Document text >>
Re: [DISCUSS] Syntax for table DDL

Posted by Ryan Blue <rb...@netflix.com.INVALID>.
I'd say that it was important to be compatible with Hive in the past, but
that's becoming less important over time. Spark is well established with
Hadoop users and I think the focus moving forward should be to make Spark
more predictable as a SQL engine for people coming from more traditional
databases..

That said, I think there is no problem supporting the alter syntax for both
Hive/MySQL and the more standard versions.

On Tue, Oct 2, 2018 at 8:35 AM Felix Cheung <fe...@hotmail.com>
wrote:

> I think it has been an important “selling point” that Spark is “mostly
> compatible“ with Hive DDL.
>
> I have see a lot of teams suffering from switching between Presto and Hive
> dialects.
>
> So one question I have is, we are at a point of switch from Hive
> compatible to ANSI SQL, say?

Provided material >>
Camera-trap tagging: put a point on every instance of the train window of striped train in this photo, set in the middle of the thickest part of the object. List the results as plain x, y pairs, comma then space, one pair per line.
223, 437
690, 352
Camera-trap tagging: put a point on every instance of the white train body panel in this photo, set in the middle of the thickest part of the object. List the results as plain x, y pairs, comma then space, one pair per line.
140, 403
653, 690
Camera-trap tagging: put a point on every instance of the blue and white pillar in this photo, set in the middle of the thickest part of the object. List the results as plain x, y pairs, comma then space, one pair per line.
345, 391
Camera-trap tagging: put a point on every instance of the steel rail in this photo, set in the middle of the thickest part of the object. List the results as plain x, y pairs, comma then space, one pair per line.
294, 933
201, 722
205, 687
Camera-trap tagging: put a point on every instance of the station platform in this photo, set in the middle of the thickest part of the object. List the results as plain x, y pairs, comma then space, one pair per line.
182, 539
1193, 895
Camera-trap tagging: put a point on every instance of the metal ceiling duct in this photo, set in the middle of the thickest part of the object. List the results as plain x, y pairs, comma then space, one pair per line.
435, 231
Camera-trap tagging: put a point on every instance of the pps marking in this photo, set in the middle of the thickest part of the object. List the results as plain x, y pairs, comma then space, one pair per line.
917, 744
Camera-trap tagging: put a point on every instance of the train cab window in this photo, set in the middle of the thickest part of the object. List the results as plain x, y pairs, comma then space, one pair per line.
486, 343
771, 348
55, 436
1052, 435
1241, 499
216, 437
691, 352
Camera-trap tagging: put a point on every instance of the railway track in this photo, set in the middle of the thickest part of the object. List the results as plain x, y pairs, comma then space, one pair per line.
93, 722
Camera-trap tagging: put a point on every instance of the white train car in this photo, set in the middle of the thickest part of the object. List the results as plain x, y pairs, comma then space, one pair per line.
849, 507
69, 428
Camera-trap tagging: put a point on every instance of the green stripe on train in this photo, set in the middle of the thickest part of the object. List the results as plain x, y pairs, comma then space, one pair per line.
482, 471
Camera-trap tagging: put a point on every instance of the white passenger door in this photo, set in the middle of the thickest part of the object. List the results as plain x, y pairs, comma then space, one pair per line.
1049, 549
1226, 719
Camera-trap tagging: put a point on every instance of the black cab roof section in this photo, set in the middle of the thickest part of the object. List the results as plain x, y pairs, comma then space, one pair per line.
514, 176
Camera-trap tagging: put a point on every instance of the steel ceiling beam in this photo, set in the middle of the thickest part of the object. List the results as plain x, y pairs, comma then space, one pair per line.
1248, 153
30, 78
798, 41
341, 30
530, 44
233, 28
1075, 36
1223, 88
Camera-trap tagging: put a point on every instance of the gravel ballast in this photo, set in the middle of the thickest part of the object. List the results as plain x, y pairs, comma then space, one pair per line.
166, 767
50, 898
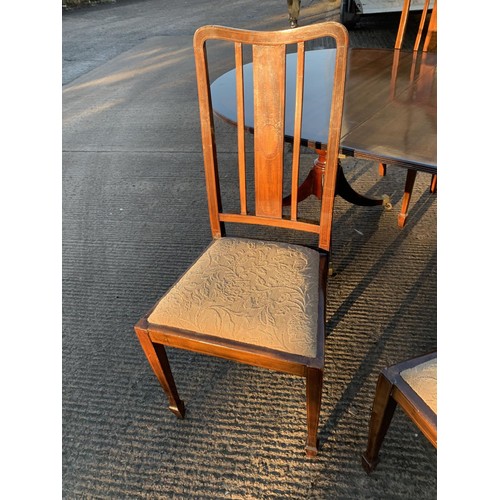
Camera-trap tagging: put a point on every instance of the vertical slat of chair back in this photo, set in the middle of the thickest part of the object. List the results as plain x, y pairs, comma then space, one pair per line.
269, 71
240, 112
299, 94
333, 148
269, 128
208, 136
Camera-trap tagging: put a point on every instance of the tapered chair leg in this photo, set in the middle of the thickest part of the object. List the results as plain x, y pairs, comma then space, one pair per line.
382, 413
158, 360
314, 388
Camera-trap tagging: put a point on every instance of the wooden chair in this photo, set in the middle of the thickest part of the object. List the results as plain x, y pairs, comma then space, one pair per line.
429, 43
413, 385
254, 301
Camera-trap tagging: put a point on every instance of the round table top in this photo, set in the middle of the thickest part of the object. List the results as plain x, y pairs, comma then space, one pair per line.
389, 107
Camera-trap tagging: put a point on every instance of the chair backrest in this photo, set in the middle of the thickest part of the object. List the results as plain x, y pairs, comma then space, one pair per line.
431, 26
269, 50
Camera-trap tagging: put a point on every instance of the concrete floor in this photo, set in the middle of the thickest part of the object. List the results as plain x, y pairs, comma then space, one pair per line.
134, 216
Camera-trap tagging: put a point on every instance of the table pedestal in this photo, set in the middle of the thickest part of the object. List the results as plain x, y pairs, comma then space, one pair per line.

Set problem A >> Name every software product mentioned in the thread on table DDL syntax, leaving out the ANSI SQL standard.
Set problem B >> From the thread on table DDL syntax, write out word for word the passage that opens with the words "I'd say that" and closes with "with Hive DDL.".

Expected output A >> Hive, Spark, Hadoop, MySQL, Presto

Expected output B >>
I'd say that it was important to be compatible with Hive in the past, but
that's becoming less important over time. Spark is well established with
Hadoop users and I think the focus moving forward should be to make Spark
more predictable as a SQL engine for people coming from more traditional
databases..

That said, I think there is no problem supporting the alter syntax for both
Hive/MySQL and the more standard versions.

On Tue, Oct 2, 2018 at 8:35 AM Felix Cheung <fe...@hotmail.com>
wrote:

> I think it has been an important “selling point” that Spark is “mostly
> compatible“ with Hive DDL.